(ポインティング用データセットの記録)
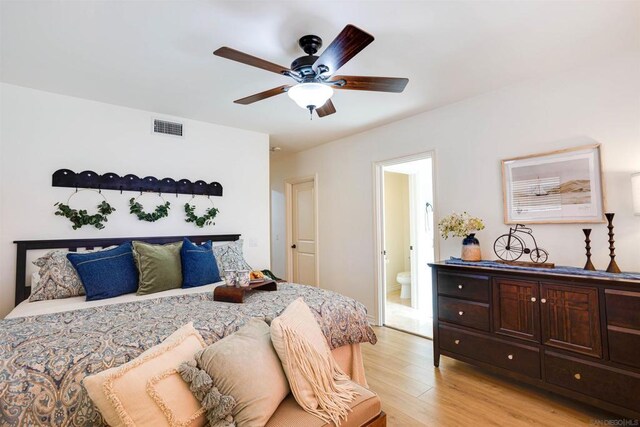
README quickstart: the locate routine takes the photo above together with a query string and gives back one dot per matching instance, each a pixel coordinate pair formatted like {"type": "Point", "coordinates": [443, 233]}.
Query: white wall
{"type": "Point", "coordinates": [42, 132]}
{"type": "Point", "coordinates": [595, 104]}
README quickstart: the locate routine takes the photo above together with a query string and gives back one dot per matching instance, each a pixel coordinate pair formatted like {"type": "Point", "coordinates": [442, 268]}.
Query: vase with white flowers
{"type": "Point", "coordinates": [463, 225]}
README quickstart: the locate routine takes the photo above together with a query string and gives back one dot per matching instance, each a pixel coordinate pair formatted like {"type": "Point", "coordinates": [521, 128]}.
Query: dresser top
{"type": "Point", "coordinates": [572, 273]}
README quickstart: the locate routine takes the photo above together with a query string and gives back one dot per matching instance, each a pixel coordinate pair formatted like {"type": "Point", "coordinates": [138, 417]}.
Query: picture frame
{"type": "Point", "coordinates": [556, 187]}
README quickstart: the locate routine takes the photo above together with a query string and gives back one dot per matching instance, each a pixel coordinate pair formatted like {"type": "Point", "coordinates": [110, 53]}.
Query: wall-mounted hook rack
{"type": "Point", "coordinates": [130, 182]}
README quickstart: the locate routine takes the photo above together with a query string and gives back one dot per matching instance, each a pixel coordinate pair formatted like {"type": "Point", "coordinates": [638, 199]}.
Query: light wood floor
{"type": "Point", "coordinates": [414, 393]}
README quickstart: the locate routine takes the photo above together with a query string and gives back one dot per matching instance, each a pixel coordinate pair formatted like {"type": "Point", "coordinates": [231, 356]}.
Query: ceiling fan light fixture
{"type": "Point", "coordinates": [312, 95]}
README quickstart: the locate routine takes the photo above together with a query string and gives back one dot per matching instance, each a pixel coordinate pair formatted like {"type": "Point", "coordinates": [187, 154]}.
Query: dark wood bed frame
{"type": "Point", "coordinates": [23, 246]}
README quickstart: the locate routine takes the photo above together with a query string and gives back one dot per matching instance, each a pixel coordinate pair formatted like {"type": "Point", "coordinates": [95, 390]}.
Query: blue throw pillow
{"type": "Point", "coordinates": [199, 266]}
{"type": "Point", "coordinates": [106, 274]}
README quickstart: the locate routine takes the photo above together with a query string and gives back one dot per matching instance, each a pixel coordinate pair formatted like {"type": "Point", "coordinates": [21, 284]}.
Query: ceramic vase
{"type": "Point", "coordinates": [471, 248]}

---

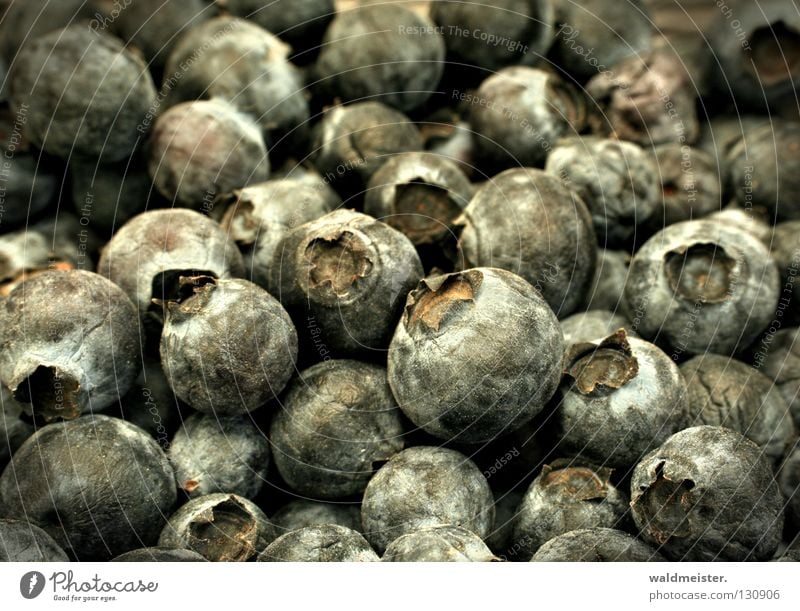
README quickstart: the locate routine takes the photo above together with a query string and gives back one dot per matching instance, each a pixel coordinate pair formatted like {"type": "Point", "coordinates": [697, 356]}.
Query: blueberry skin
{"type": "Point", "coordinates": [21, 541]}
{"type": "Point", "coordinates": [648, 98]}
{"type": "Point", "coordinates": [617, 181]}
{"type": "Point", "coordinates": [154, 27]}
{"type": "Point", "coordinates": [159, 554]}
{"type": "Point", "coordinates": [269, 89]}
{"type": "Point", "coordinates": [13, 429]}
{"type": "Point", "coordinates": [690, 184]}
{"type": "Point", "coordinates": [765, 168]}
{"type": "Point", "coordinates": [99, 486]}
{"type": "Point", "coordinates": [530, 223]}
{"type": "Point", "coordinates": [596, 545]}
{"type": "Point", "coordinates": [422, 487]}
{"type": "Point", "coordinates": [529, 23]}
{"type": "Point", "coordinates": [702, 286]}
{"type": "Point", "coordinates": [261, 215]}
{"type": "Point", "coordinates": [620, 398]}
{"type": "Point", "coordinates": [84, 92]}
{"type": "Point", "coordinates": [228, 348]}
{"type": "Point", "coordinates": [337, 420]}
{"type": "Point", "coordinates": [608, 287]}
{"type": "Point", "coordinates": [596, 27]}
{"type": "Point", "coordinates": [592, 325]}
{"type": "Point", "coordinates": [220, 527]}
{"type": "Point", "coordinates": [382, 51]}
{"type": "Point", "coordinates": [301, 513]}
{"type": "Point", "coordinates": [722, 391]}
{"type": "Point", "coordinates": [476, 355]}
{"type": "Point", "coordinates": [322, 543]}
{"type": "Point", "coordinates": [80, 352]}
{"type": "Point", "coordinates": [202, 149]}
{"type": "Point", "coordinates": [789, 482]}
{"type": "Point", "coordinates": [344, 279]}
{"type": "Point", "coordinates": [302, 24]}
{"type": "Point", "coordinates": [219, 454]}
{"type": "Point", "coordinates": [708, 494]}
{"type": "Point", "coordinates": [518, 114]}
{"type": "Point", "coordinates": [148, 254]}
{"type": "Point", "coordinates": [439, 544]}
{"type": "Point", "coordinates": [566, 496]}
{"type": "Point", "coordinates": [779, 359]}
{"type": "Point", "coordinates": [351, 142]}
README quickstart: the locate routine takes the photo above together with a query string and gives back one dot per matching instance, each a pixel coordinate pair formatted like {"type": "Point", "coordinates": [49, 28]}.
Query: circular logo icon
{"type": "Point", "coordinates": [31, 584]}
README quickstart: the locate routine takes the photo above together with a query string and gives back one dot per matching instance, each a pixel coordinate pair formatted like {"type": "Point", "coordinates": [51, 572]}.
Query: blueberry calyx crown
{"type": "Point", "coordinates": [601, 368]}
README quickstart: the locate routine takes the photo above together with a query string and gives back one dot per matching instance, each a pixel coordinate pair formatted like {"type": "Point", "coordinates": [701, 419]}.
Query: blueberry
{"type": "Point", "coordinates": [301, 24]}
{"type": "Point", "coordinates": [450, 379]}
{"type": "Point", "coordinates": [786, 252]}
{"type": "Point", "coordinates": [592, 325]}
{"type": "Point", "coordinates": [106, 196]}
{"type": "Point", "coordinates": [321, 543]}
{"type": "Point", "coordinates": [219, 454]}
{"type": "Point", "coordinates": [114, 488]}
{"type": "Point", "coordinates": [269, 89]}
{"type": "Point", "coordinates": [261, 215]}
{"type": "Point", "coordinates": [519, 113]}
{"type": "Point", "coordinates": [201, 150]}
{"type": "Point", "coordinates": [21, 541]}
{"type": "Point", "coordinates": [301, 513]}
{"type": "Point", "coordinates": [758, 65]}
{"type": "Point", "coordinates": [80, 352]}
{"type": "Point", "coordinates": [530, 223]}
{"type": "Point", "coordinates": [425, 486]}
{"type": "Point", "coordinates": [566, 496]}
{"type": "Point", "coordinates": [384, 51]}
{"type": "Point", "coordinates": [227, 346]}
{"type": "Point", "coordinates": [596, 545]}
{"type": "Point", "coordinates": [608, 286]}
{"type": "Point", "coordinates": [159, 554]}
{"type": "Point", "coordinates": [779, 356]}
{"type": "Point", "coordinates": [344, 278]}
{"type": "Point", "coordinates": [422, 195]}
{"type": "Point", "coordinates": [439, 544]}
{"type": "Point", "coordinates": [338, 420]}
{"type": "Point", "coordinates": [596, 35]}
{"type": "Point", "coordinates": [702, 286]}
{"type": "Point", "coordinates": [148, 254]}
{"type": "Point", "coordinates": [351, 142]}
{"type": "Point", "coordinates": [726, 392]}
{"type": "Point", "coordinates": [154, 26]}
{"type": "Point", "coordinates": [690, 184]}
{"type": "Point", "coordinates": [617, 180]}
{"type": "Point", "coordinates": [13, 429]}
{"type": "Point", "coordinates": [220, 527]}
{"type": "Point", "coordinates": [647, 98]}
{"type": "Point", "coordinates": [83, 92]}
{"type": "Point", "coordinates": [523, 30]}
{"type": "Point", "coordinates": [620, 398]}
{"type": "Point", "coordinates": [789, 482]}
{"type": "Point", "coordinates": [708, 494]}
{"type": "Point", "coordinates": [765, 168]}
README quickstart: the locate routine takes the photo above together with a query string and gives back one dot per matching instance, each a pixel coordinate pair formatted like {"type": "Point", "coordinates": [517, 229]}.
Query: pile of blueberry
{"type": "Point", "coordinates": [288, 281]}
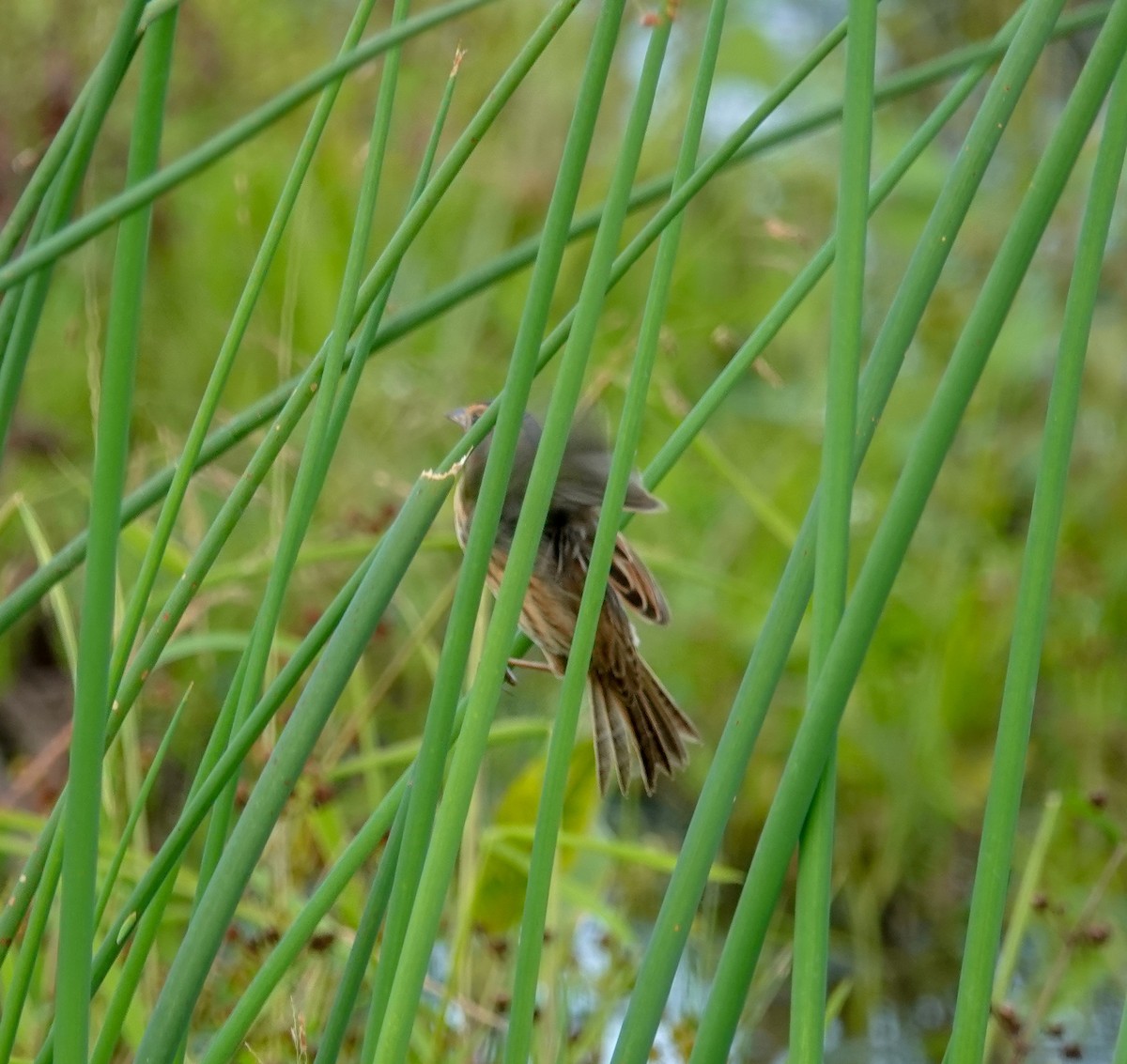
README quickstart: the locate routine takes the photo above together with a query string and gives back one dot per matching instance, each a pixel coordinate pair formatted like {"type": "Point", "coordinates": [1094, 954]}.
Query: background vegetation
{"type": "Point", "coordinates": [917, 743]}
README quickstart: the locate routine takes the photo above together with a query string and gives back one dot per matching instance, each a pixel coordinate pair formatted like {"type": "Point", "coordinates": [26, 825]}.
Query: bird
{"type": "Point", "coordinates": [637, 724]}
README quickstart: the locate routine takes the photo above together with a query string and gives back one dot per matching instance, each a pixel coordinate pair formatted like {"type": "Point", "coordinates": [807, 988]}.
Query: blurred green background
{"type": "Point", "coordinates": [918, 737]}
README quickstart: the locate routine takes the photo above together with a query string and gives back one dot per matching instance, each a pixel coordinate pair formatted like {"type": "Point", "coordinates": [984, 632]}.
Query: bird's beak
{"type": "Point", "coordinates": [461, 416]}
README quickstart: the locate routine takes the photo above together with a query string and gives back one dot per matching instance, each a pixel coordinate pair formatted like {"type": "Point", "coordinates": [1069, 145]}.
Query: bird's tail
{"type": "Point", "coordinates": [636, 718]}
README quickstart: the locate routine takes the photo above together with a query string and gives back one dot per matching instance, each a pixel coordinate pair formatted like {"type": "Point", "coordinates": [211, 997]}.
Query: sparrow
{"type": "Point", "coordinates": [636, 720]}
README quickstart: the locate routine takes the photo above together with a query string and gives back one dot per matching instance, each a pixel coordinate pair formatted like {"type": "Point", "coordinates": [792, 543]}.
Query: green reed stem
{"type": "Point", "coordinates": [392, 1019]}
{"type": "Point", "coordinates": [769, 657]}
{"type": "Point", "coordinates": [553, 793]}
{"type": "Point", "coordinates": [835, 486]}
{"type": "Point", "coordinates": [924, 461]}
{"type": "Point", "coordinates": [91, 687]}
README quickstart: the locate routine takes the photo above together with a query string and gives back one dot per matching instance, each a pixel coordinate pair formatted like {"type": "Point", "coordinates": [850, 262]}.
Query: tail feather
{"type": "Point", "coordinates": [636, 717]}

---

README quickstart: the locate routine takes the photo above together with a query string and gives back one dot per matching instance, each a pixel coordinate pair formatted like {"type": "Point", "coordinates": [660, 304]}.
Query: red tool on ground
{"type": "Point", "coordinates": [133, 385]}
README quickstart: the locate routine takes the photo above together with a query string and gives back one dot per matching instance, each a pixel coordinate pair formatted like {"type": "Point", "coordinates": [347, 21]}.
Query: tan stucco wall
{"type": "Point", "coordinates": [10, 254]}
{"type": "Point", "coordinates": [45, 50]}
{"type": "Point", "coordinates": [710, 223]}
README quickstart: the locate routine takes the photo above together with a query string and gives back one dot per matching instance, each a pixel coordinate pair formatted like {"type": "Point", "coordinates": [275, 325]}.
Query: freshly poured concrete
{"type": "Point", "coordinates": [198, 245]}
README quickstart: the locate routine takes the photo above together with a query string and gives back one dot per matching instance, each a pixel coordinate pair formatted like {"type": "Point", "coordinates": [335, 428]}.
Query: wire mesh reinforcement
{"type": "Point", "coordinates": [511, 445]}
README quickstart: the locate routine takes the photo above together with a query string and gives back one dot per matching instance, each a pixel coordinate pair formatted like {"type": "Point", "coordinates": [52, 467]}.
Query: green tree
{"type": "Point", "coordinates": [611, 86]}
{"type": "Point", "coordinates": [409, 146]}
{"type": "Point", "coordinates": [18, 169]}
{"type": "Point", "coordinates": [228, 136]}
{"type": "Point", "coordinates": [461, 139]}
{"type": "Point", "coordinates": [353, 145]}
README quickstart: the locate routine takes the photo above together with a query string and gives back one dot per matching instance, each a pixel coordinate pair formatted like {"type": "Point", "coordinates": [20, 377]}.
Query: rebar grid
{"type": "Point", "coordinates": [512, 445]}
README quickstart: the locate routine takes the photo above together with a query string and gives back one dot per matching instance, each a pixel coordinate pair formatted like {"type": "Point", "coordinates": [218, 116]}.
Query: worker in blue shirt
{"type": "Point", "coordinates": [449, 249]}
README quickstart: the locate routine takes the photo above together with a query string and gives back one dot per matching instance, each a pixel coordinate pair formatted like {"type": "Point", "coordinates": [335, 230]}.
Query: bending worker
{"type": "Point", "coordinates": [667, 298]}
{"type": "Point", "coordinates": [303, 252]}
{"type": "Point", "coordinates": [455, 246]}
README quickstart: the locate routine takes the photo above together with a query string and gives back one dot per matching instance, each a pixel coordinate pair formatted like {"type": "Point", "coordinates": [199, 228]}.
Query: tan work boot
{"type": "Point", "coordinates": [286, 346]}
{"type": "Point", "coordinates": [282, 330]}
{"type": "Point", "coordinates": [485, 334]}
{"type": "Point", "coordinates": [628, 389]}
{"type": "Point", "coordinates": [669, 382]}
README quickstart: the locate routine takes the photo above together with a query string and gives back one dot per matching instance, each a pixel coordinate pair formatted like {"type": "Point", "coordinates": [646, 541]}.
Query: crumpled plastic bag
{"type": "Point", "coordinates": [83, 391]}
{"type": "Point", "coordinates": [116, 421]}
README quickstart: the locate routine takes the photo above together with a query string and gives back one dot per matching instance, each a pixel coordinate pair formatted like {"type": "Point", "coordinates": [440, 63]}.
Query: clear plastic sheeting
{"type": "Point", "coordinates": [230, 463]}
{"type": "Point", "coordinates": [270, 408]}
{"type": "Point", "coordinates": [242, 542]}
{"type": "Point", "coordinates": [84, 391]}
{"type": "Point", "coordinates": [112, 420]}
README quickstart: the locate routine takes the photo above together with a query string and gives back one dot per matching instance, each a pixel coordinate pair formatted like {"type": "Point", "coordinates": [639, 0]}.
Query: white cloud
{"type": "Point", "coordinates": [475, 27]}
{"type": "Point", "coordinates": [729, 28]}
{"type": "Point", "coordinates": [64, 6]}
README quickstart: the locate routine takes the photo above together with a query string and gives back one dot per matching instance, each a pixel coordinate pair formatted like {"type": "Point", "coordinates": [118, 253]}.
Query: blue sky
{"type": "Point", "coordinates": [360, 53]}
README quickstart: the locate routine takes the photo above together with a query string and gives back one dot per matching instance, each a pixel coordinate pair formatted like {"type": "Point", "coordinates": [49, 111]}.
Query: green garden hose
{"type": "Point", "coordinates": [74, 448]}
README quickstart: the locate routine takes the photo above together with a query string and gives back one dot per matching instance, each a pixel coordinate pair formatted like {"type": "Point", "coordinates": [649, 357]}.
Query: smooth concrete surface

## 目標
上のデータから、文字列「background」を含む行をすべて書き出す。大文字と小文字は区別する。

## 期待される回答
Query: background vegetation
Query: blurred green background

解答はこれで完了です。